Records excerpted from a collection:
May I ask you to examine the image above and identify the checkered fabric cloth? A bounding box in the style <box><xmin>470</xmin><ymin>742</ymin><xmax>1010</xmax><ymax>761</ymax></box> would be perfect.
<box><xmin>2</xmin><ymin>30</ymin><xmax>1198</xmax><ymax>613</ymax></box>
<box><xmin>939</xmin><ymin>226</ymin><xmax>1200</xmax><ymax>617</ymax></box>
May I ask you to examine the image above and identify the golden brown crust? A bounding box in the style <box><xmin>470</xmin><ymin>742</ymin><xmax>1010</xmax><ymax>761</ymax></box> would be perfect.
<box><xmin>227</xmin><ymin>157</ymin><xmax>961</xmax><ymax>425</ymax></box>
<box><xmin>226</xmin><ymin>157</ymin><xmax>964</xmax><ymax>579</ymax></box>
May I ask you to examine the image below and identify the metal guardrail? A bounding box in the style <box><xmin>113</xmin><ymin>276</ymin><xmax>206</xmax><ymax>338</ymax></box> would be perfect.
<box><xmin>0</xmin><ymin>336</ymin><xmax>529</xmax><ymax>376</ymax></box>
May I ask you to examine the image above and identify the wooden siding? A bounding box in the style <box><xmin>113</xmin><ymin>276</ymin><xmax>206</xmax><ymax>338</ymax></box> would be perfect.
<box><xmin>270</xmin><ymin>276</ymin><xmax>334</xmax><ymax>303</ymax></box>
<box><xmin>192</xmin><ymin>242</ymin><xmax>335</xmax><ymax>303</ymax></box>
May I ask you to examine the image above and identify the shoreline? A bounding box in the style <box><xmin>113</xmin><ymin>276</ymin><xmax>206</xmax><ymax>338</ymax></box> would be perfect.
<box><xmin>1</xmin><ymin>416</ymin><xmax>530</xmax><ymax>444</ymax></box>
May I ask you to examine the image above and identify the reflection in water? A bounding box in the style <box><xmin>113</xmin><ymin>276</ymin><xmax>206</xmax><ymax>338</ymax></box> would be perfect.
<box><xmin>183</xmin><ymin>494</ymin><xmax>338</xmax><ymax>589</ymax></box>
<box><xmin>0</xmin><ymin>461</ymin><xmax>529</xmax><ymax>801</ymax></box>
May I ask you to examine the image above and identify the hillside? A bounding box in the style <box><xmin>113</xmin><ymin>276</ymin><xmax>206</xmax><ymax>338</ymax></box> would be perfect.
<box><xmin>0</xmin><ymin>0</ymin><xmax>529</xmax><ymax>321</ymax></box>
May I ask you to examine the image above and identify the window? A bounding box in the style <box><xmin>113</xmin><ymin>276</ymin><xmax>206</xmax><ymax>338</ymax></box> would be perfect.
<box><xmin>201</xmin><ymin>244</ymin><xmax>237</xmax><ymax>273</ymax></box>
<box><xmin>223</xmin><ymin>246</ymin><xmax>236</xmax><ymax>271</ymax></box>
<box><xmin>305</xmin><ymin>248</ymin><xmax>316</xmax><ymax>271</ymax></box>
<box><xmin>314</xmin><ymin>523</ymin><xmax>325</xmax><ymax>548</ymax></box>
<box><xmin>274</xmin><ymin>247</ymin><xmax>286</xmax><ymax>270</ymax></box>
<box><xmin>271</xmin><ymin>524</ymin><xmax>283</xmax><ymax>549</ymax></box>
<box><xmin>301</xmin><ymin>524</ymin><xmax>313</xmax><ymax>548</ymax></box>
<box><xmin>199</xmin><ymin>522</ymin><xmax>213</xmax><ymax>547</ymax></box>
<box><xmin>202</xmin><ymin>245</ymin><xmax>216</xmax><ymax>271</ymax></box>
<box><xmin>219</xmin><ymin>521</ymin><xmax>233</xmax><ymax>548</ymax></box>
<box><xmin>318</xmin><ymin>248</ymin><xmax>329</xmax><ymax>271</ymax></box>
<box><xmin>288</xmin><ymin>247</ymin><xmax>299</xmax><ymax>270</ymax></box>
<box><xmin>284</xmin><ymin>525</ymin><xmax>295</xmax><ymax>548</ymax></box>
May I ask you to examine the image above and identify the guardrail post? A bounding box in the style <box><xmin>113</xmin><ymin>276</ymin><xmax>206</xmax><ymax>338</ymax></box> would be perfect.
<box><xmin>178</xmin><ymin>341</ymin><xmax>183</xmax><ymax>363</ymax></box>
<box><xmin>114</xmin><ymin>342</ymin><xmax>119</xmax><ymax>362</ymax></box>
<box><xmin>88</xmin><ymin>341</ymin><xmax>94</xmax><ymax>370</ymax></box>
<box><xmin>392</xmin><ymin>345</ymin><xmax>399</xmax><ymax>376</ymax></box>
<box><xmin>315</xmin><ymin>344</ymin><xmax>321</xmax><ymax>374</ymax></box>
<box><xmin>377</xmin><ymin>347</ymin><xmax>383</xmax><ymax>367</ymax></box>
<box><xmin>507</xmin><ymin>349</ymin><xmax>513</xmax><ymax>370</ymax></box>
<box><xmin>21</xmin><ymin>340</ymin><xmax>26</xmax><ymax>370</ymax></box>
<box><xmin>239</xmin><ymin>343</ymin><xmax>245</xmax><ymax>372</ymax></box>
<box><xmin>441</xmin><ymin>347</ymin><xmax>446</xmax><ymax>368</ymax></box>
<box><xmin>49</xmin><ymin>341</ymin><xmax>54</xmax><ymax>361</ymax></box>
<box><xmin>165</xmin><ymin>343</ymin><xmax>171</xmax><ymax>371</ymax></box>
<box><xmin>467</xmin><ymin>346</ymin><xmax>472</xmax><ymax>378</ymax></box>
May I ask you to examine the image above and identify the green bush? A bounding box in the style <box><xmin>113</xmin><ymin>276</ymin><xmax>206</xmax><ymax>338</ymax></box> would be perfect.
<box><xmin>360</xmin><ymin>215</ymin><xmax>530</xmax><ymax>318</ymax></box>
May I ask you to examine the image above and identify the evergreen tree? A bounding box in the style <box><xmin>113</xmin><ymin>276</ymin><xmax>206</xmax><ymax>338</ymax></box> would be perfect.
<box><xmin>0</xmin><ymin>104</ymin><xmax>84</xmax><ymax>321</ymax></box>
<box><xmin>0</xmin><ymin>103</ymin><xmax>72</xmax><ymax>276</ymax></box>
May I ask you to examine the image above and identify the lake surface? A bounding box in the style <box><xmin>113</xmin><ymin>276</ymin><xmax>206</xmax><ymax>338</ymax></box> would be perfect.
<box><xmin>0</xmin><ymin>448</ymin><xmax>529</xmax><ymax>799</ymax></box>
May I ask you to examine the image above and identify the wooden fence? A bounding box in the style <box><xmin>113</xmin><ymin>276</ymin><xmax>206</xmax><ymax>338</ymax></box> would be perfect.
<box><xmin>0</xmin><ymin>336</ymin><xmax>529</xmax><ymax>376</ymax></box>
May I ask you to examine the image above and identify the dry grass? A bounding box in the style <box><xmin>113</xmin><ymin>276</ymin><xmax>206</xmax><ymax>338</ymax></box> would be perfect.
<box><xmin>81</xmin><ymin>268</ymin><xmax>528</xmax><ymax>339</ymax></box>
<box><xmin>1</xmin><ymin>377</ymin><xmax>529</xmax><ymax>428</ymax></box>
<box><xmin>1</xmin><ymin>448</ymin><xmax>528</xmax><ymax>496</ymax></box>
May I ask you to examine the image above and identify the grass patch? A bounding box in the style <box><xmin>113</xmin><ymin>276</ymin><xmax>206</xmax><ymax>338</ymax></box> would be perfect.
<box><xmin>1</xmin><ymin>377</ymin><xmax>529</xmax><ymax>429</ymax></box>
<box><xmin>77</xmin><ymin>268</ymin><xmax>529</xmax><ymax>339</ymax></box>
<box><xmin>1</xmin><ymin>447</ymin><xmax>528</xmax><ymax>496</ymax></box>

• **PROBLEM STATEMENT**: The records shown earlier should all be returned verbatim.

• **OUTPUT OF THE EXERCISE**:
May I ask you to examine the image above and identify the checkered fabric cloth? A bounding box in the style <box><xmin>470</xmin><ymin>742</ymin><xmax>1010</xmax><ymax>761</ymax></box> would be perfect.
<box><xmin>2</xmin><ymin>30</ymin><xmax>1198</xmax><ymax>613</ymax></box>
<box><xmin>939</xmin><ymin>226</ymin><xmax>1200</xmax><ymax>617</ymax></box>
May I ask you to examine the image above and identify the golden brown crust? A bounding box in the style <box><xmin>470</xmin><ymin>742</ymin><xmax>1010</xmax><ymax>761</ymax></box> would be perfect.
<box><xmin>227</xmin><ymin>157</ymin><xmax>961</xmax><ymax>425</ymax></box>
<box><xmin>226</xmin><ymin>157</ymin><xmax>964</xmax><ymax>579</ymax></box>
May I ask you to examine the image below and identify the metal guardrail? A bounding box in the style <box><xmin>113</xmin><ymin>276</ymin><xmax>206</xmax><ymax>338</ymax></box> would be perfect.
<box><xmin>0</xmin><ymin>336</ymin><xmax>529</xmax><ymax>376</ymax></box>
May I ask you to examine the image above and identify the wooden siding? A bounding box in the style <box><xmin>113</xmin><ymin>276</ymin><xmax>206</xmax><ymax>338</ymax></box> would be perfect.
<box><xmin>270</xmin><ymin>276</ymin><xmax>334</xmax><ymax>303</ymax></box>
<box><xmin>192</xmin><ymin>242</ymin><xmax>335</xmax><ymax>303</ymax></box>
May I ask you to examine the image above and identify the shoreline? A bounding box in the style <box><xmin>113</xmin><ymin>276</ymin><xmax>206</xmax><ymax>338</ymax></box> would be perfect.
<box><xmin>1</xmin><ymin>416</ymin><xmax>530</xmax><ymax>444</ymax></box>
May I ask you to examine the image above and identify the reflection in water? A bounding box in the style <box><xmin>113</xmin><ymin>276</ymin><xmax>206</xmax><ymax>338</ymax></box> would be perfect.
<box><xmin>183</xmin><ymin>494</ymin><xmax>338</xmax><ymax>589</ymax></box>
<box><xmin>0</xmin><ymin>461</ymin><xmax>529</xmax><ymax>801</ymax></box>
May I ask you to examine the image above and identify the hillside? A bounding box in the style <box><xmin>113</xmin><ymin>276</ymin><xmax>206</xmax><ymax>338</ymax></box> would be perfect.
<box><xmin>0</xmin><ymin>0</ymin><xmax>529</xmax><ymax>321</ymax></box>
May I ask you to examine the image above and identify the window? A bounding box in the style <box><xmin>113</xmin><ymin>276</ymin><xmax>206</xmax><ymax>338</ymax></box> would be perfect.
<box><xmin>201</xmin><ymin>244</ymin><xmax>237</xmax><ymax>273</ymax></box>
<box><xmin>223</xmin><ymin>246</ymin><xmax>236</xmax><ymax>271</ymax></box>
<box><xmin>305</xmin><ymin>248</ymin><xmax>316</xmax><ymax>271</ymax></box>
<box><xmin>314</xmin><ymin>523</ymin><xmax>325</xmax><ymax>548</ymax></box>
<box><xmin>274</xmin><ymin>247</ymin><xmax>286</xmax><ymax>270</ymax></box>
<box><xmin>271</xmin><ymin>524</ymin><xmax>283</xmax><ymax>549</ymax></box>
<box><xmin>301</xmin><ymin>524</ymin><xmax>313</xmax><ymax>548</ymax></box>
<box><xmin>199</xmin><ymin>522</ymin><xmax>213</xmax><ymax>547</ymax></box>
<box><xmin>202</xmin><ymin>245</ymin><xmax>216</xmax><ymax>271</ymax></box>
<box><xmin>219</xmin><ymin>521</ymin><xmax>233</xmax><ymax>548</ymax></box>
<box><xmin>318</xmin><ymin>248</ymin><xmax>329</xmax><ymax>271</ymax></box>
<box><xmin>288</xmin><ymin>247</ymin><xmax>299</xmax><ymax>270</ymax></box>
<box><xmin>284</xmin><ymin>525</ymin><xmax>295</xmax><ymax>548</ymax></box>
May I ask you to examine the image above and identify the guardrail post? A bounding box in the style <box><xmin>113</xmin><ymin>276</ymin><xmax>206</xmax><ymax>338</ymax></box> would be perfect.
<box><xmin>178</xmin><ymin>341</ymin><xmax>183</xmax><ymax>363</ymax></box>
<box><xmin>114</xmin><ymin>342</ymin><xmax>119</xmax><ymax>362</ymax></box>
<box><xmin>88</xmin><ymin>341</ymin><xmax>94</xmax><ymax>370</ymax></box>
<box><xmin>392</xmin><ymin>345</ymin><xmax>399</xmax><ymax>376</ymax></box>
<box><xmin>315</xmin><ymin>344</ymin><xmax>321</xmax><ymax>374</ymax></box>
<box><xmin>377</xmin><ymin>347</ymin><xmax>383</xmax><ymax>367</ymax></box>
<box><xmin>507</xmin><ymin>349</ymin><xmax>513</xmax><ymax>370</ymax></box>
<box><xmin>21</xmin><ymin>340</ymin><xmax>26</xmax><ymax>370</ymax></box>
<box><xmin>239</xmin><ymin>343</ymin><xmax>245</xmax><ymax>372</ymax></box>
<box><xmin>441</xmin><ymin>347</ymin><xmax>446</xmax><ymax>368</ymax></box>
<box><xmin>49</xmin><ymin>341</ymin><xmax>54</xmax><ymax>361</ymax></box>
<box><xmin>165</xmin><ymin>343</ymin><xmax>171</xmax><ymax>371</ymax></box>
<box><xmin>467</xmin><ymin>346</ymin><xmax>472</xmax><ymax>378</ymax></box>
May I ask you to examine the image above and identify the green bush? A bounding box in the style <box><xmin>113</xmin><ymin>276</ymin><xmax>206</xmax><ymax>338</ymax></box> would be perfect.
<box><xmin>360</xmin><ymin>215</ymin><xmax>530</xmax><ymax>318</ymax></box>
May I ask you to examine the image above and identify the evergreen tree? A bounding box in the style <box><xmin>113</xmin><ymin>276</ymin><xmax>206</xmax><ymax>338</ymax></box> would be perfect.
<box><xmin>0</xmin><ymin>104</ymin><xmax>84</xmax><ymax>321</ymax></box>
<box><xmin>0</xmin><ymin>103</ymin><xmax>72</xmax><ymax>276</ymax></box>
May I ask you to examine the image above and identify the lake surface? A bounding box in the style <box><xmin>113</xmin><ymin>276</ymin><xmax>206</xmax><ymax>338</ymax></box> would be perfect.
<box><xmin>0</xmin><ymin>448</ymin><xmax>529</xmax><ymax>799</ymax></box>
May I ask you to examine the image above and identify the wooden fence? A bounding box in the style <box><xmin>113</xmin><ymin>276</ymin><xmax>206</xmax><ymax>338</ymax></box> would be perfect.
<box><xmin>0</xmin><ymin>336</ymin><xmax>529</xmax><ymax>376</ymax></box>
May I ask you to examine the image above and identify the dry grass? A bounding box in the style <box><xmin>113</xmin><ymin>276</ymin><xmax>206</xmax><ymax>338</ymax></box> would be perfect.
<box><xmin>81</xmin><ymin>268</ymin><xmax>528</xmax><ymax>339</ymax></box>
<box><xmin>1</xmin><ymin>377</ymin><xmax>529</xmax><ymax>428</ymax></box>
<box><xmin>1</xmin><ymin>448</ymin><xmax>528</xmax><ymax>496</ymax></box>
May I ask you to examine the image above and identify the grass patch? A bounding box in the style <box><xmin>113</xmin><ymin>276</ymin><xmax>206</xmax><ymax>338</ymax></box> would be perfect.
<box><xmin>1</xmin><ymin>377</ymin><xmax>529</xmax><ymax>429</ymax></box>
<box><xmin>77</xmin><ymin>268</ymin><xmax>529</xmax><ymax>339</ymax></box>
<box><xmin>1</xmin><ymin>447</ymin><xmax>528</xmax><ymax>496</ymax></box>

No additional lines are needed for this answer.